- _Exercise set_:
a) Answer these from the forum thread about smoking cheese:
(i) What alcohol by volume does a heavy beer usually have?
(ii) How long will the cheeses smoke before they go to the aging room?
(iii) What is the weather like in VA on the smoking day?
b) Write out the part of the forum thread about smoking cheese that runs from "Here the 4th" up to and including "with Heavy beers.".
c) Pick up the forum thread about smoking cheese where it stops, and keep writing it.

- _Source document_:
==============================

# Smoked Cheese for the Smithsonian Society....with q-view



## chef_boy812 (Feb 4, 2009)

Hi there,
I live near Washington DC and I love going to the Smithsonian.
well somehow, they think I am some famouse Cheese expert and they invite me with different beer experts to put on Beer and Cheese Seminars.

This next one coming up is all Heavy Beers and cheeses. a heavy beer usually comes around 8% to 12% alcohol by volume and they have big complex flavors.
I have to match 4 cheeses to there beer list and speak of each one. I decided to get funky and I gave them the list with only 3 cheeses and a note. "the 4th cheese is a special surprize grand finale and I am sure it is a cheese you have never tasted befor...."

Here the 4th cheese.
It is called Chimay met Bier
It is made by the trapist monks of Belgium and washed in ther great beers.
It is a stinky creamy cheese that goes well with Heavy beers.

The last set of beers at the tasting are Big inky smokey stouts. SMOKEY STOUTS!!!!
well wouldn't smoked cheese go with smokey stouts?

so I am smoking these great cheese over cherry and apple with a hint of Jack daniels chips.



they are about the size of a birthday cake before you stack it up.



I will let them go 3 hours or so and then I will put them in the aging room at work for a week or so.

I will try to remember to bring my camera to the speech so you can see that.
cheers


----------



## fired up (Feb 4, 2009)

Awesome! I have never seen the chimay cheese, gonna have to find some of that. I have had my share of chimay beer though. Belgians rule.


----------



## chef_boy812 (Feb 4, 2009)

we are 2.5 hours in and I have switched to apple.


It is a good day to smoke cheese here in VA, 29 and not too windy.

==============================

- _Supplied entries_:

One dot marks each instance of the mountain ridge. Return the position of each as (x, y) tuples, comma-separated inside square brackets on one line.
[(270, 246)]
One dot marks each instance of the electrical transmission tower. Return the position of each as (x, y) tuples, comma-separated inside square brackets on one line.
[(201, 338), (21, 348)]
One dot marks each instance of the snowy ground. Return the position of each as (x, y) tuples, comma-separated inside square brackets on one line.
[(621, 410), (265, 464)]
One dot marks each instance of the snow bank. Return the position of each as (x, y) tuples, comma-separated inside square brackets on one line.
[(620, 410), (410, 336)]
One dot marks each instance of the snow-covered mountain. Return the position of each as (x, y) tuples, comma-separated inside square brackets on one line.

==============================

- _Responses_:
a)
(i) Around 8% to 12% alcohol by volume.
(ii) About 3 hours.
(iii) 29 and not too windy.

b)
Here the 4th cheese.
It is called Chimay met Bier
It is made by the trapist monks of Belgium and washed in ther great beers.
It is a stinky creamy cheese that goes well with Heavy beers.

c)
Here is a quick how to, 

I have a big box or what I call a mini pit. I don't have a side box so it is a little trickier to keep things under 100 f.

In the bottom side of my smoker I have a brick with a pietin on with a bunch of holes poked init. this is to contain the teeny tiny fire, but it lets it breathe without falling through the "regular " size holes in my ash pan.

Next I get about 4 small chunks of charcoal going. not all the way lit, but enough that is like a micro minion andtakes time to totaly light.

next I put a nice handful of these pellets on the carcoal, close my damper and have the exhaust open 1/4. every 40 min to 1 hour I throw another handful of pellets on. they are just comprest sawdust. they smolder nicely and as long as you keep the pellts coming, it wont go out. the charcoal will go away, but the saw dust should continue to smolder. remember we don't want heat just the sweet cool smoke.


----------



## slanted88 (Feb 4, 2009)

Stinky cheese? & it's smoked. Gotta try it! Nice job!


----------



## krusher (Feb 4, 2009)

looks and sounds great chef!  your imressive for sure, thats something about getting to smoke for the smithsonian.  I lived in alexandria when I was about 12, and always loved going to the air and space, and natural history.


----------



## chef_boy812 (Feb 4, 2009)

here they are off and into work for a nice quick age and smoke soak time.
Thanks, I iwll post picks of the event.


----------



## BandCollector (Feb 4, 2009)

Wow!..........Super looking cheese.........Have made my own beer as well......love those 12% ters!


----------



## curious aardvark (Feb 5, 2009)

smoked stinky cheese could be a winner :-) 

Talk sounds like a blast as well. 

see I told you sending out all those anonymous letters would pay off ;-)

Anyway you're famous round here - and that's what counts, surely ? lol


----------



## bigbaldbbq (Feb 5, 2009)

Looks good. I will have to try smoking cheese in the near future.


----------



## chef_boy812 (Feb 8, 2009)

So The gathering was Saturday oh boy, was it fun!
Here was the beer line up: and remember these range in alcohol from 7% to 14% ABV. they were 4 to 6 oz pours too.

Delirium Tremens (Belgium)

Urgestiner Dunkle [Virginia Native Clone](USA)

Vintage 50 Scotch Ale(USA)

Chimay Grand Reserve [Blue Label](Belgium)

Brooklyn Monster BarleyWine (USA)

Sierra Nevada Torpedo American Pale Ale (USA)

Sierra Nevada Bigfoot Barleywine (USA)

Samichlaus (Austria)

Dog Fish Head Palo Santo Marron (USA)

Samuel Adams Imperial Stout (USA)

Mikeller Black (Denmark)

and a special bonus beer....

District Chop House bourbon aged Barley wine 2002...WOW
he added peat smoked barley to it!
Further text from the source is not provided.